◆ **PAGE TEXT**

§ §

Good Music For A Hangover: Twin Sister Interviewed | The Quietus

Good Music For A Hangover: Twin Sister Interviewed

Emily Bick talks to Twin Sister's guitarist Eric Cardona about tape decks, Long Island and mean dance moves

Twin Sister’s dreamy and off-kilter songs of suburbia gone to seed are more than your average shimmerdreamchillgazedraghouse or whatever the hell people these days are calling stuff that sounds vaguely like it might have come out of September Studios 20 years ago. If you’re going to go reaching that far back, Twin Sister recall an east coast take on ‘Just You and I’, the pitch-shifted theme song of Twin Peaks’ doomed teen lovers, but with added yearning, feedback, tapehead friction and the odd slow disco shuffle beat. They’ve been stewing their sinister sweetness in Long Island for the last few years, building up a substantial log of demos before landing a deal with Domino for their two EP’s, Color Your Life and Vampires With Dreaming Kids, both out now.

When I talked to Twin Sister guitar player and co-vocalist Eric Cardona, he was driving around Brooklyn with bandmates Dev and Brian, on the lookout for a new studio. They’re over here in November, and in London they’re playing the Lexington. Regulars at the Hangover Lounge there on Sundays will be familiar with their music because the DJs are such fans they play multiple Twin Sister songs in a single set. It’s good music for a hangover, or just hanging around with memories and what-ifs: the perfect music for summer shutting up shop.

In all of your artwork, you seem to have a lot of found images, and a look that is very consistent, and it’s kind of ghostly. And that’s a word that people throw out to describe your sound. Who puts together the visual stuff that goes with your work?

Eric Cardona: For Color Your Life, the visuals were all a dollhouse that [co-vocalist] Andrea built. She made everything and decorated it. We all helped out a little bit with the photographs, but the cover’s just a picture of the kitchen of that house. Something about it fit really well with the songs.

What was it like growing up on Long Island? Because a lot of people, they know New York, and they know Brooklyn, and if they know Long Island at all, it’s like they know Long Island iced teas and they know, like, the Hamptons?

§ §

◆ **LISTED RECORDS**
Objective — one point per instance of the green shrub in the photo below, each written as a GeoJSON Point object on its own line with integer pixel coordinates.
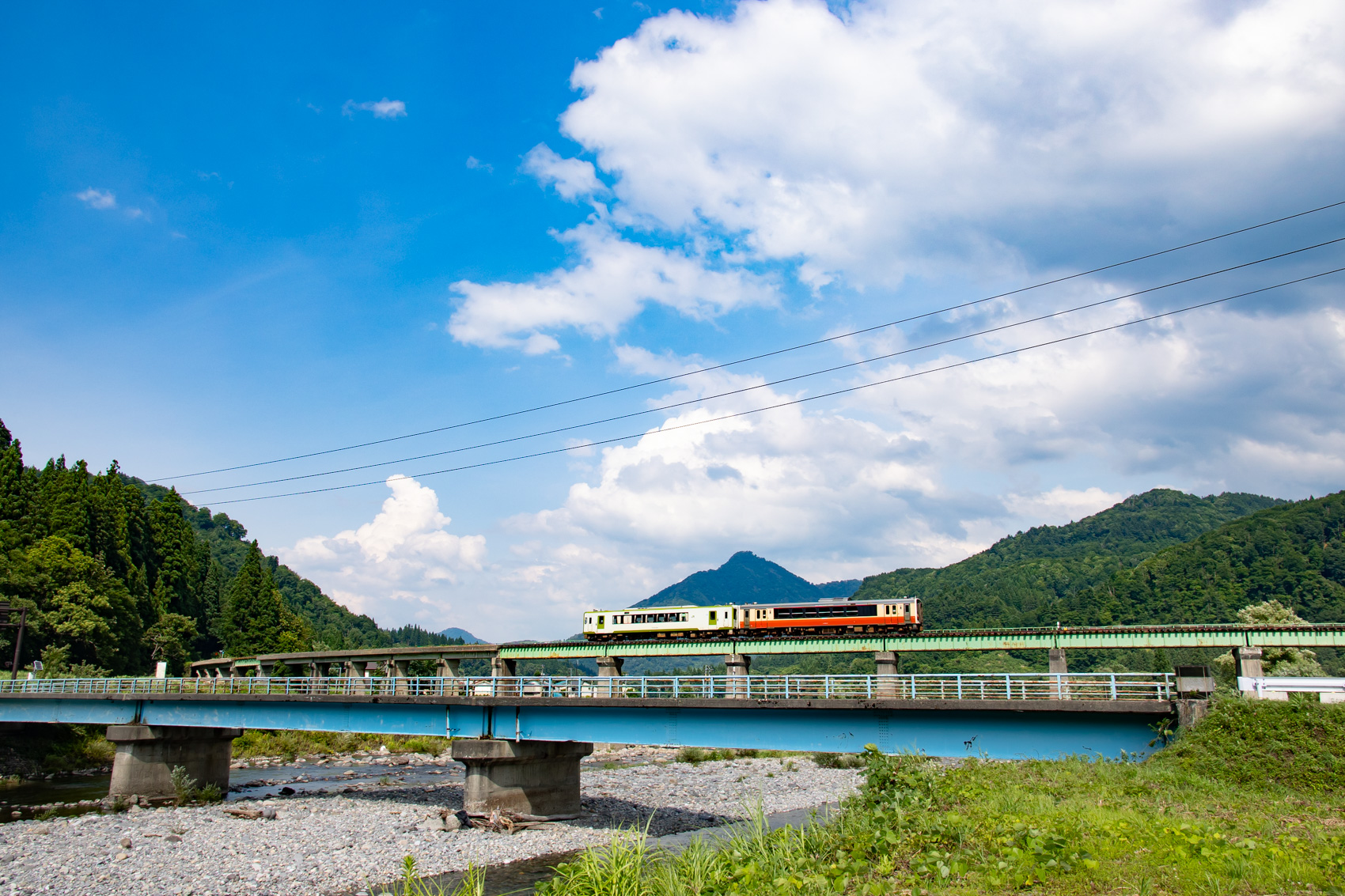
{"type": "Point", "coordinates": [1260, 743]}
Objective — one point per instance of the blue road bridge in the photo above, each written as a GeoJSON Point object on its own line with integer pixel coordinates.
{"type": "Point", "coordinates": [995, 715]}
{"type": "Point", "coordinates": [522, 736]}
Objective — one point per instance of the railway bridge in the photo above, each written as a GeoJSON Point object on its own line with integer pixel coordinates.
{"type": "Point", "coordinates": [522, 736]}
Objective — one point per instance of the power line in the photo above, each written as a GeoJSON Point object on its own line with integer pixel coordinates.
{"type": "Point", "coordinates": [767, 354]}
{"type": "Point", "coordinates": [799, 401]}
{"type": "Point", "coordinates": [774, 382]}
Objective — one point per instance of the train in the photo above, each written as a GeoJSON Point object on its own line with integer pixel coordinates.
{"type": "Point", "coordinates": [826, 618]}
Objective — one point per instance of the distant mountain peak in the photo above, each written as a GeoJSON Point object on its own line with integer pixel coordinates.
{"type": "Point", "coordinates": [747, 579]}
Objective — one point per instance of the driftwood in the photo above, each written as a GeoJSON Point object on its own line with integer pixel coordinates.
{"type": "Point", "coordinates": [507, 822]}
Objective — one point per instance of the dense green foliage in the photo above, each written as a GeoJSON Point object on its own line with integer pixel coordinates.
{"type": "Point", "coordinates": [1260, 743]}
{"type": "Point", "coordinates": [1076, 826]}
{"type": "Point", "coordinates": [745, 579]}
{"type": "Point", "coordinates": [1293, 554]}
{"type": "Point", "coordinates": [117, 573]}
{"type": "Point", "coordinates": [1028, 579]}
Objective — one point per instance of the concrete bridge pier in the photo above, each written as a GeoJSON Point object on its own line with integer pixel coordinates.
{"type": "Point", "coordinates": [525, 777]}
{"type": "Point", "coordinates": [887, 662]}
{"type": "Point", "coordinates": [147, 755]}
{"type": "Point", "coordinates": [739, 666]}
{"type": "Point", "coordinates": [502, 667]}
{"type": "Point", "coordinates": [1056, 665]}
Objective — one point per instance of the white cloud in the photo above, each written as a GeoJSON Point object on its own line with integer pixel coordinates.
{"type": "Point", "coordinates": [401, 564]}
{"type": "Point", "coordinates": [384, 108]}
{"type": "Point", "coordinates": [872, 142]}
{"type": "Point", "coordinates": [572, 178]}
{"type": "Point", "coordinates": [612, 282]}
{"type": "Point", "coordinates": [931, 138]}
{"type": "Point", "coordinates": [97, 198]}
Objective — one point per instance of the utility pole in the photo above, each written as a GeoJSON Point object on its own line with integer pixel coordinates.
{"type": "Point", "coordinates": [7, 622]}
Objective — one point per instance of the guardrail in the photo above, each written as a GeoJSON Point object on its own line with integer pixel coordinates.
{"type": "Point", "coordinates": [1332, 689]}
{"type": "Point", "coordinates": [934, 686]}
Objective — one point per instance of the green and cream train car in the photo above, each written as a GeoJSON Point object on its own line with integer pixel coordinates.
{"type": "Point", "coordinates": [661, 622]}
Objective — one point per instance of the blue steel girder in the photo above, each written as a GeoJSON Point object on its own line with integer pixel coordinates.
{"type": "Point", "coordinates": [1112, 637]}
{"type": "Point", "coordinates": [995, 728]}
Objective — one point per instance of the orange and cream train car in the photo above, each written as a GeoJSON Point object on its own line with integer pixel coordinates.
{"type": "Point", "coordinates": [829, 618]}
{"type": "Point", "coordinates": [833, 618]}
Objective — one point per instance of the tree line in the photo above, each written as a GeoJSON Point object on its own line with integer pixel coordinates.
{"type": "Point", "coordinates": [117, 575]}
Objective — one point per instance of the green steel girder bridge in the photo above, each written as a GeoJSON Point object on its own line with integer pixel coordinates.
{"type": "Point", "coordinates": [1112, 637]}
{"type": "Point", "coordinates": [396, 660]}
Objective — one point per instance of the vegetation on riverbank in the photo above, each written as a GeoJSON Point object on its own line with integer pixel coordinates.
{"type": "Point", "coordinates": [1233, 807]}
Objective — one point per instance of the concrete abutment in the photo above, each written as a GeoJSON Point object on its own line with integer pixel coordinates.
{"type": "Point", "coordinates": [147, 755]}
{"type": "Point", "coordinates": [525, 777]}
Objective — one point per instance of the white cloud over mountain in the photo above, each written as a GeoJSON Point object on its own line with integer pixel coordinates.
{"type": "Point", "coordinates": [790, 146]}
{"type": "Point", "coordinates": [916, 138]}
{"type": "Point", "coordinates": [403, 562]}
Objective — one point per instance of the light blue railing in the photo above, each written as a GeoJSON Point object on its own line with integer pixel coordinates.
{"type": "Point", "coordinates": [934, 686]}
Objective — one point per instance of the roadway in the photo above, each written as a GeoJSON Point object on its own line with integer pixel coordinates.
{"type": "Point", "coordinates": [998, 716]}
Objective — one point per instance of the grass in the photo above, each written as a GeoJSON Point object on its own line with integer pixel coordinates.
{"type": "Point", "coordinates": [186, 790]}
{"type": "Point", "coordinates": [1231, 809]}
{"type": "Point", "coordinates": [313, 743]}
{"type": "Point", "coordinates": [412, 883]}
{"type": "Point", "coordinates": [697, 755]}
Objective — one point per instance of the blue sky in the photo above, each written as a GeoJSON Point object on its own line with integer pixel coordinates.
{"type": "Point", "coordinates": [230, 236]}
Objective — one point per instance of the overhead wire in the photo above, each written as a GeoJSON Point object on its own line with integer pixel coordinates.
{"type": "Point", "coordinates": [774, 382]}
{"type": "Point", "coordinates": [801, 401]}
{"type": "Point", "coordinates": [757, 357]}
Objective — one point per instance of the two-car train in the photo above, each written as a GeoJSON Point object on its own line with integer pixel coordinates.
{"type": "Point", "coordinates": [828, 618]}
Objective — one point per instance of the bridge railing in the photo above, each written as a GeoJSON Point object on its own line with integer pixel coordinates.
{"type": "Point", "coordinates": [928, 686]}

§ §

◆ **WRITTEN TASK 1**
In the Twin Sister interview, who built the dollhouse used for the Color Your Life visuals?
◆ **WRITTEN TASK 2**
Pick up the Twin Sister interview after its final question about growing up on Long Island, and write what follows.

◆ **WRITTEN REPLY 1**
Andrea, the band's co-vocalist, built the dollhouse.

◆ **WRITTEN REPLY 2**
EC: If you don’t live there, there’s no reason to go. I guess it’s known for its beaches, which are very beautiful, and the scenery is great, but there’s a lot of suburban sprawl, so there’s not much of a music scene there, you know?

If you had to make an analogy, would you say, Long Island is to New York as what is to what?

EC: That is a good question. Long Island is to New York as…help me out with this. [Conferring in the back] Okay, Long Island is to New York as pizza crust is to pizza.

You all use older sounds and older technology but you make it sound both current and haunted by the past. I was watching this thing on YouTube, the Big Ugly Yellow Couch show, and Andrea had a tape deck, an old school tape deck, and someone had a Casio. I love that you used that, and you called it an acoustic set and you played with all this old technology.

EC: Oh, yeah, that was fun! It was Brian playing the little tape deck, we had just recorded some sound on it and you can adjust the speed and everything. That tape deck, it’s a very old one, it’s used of a lot of the recordings, actually, the older ones on the first EP, Vampires With Dreaming Kids.

That’s cool – so what do you do with the tape deck?

EC: In the past, in songs like ‘Dry Hump’, the acoustic guitar in the beginning was recorded onto that tape deck, and then just played back, you know the whole song was played on the tape deck and then, you know, brought into my computer and recorded over. but it served as the base track. and it’s been used in a lot of different demos of ours on our website. It’s been a handy tool.

On your website, it says all your music is creative commons licensed, so people can mix it and do whatever they want with it?

EC: Right, as long as they, you know…

Don’t steal it?

EC: Yeah, right! But we’ve gotten a lot of very interesting remixes done, so doing that has really paid off. It’s just so cool that people want to take the time and do that. Now, with home recording, it’s much more common, so the remixes have varied from a kid in his bedroom to somebody who’s kind of been doing it a bit longer.

Are there any remixes that you’d really recommend for people to look for?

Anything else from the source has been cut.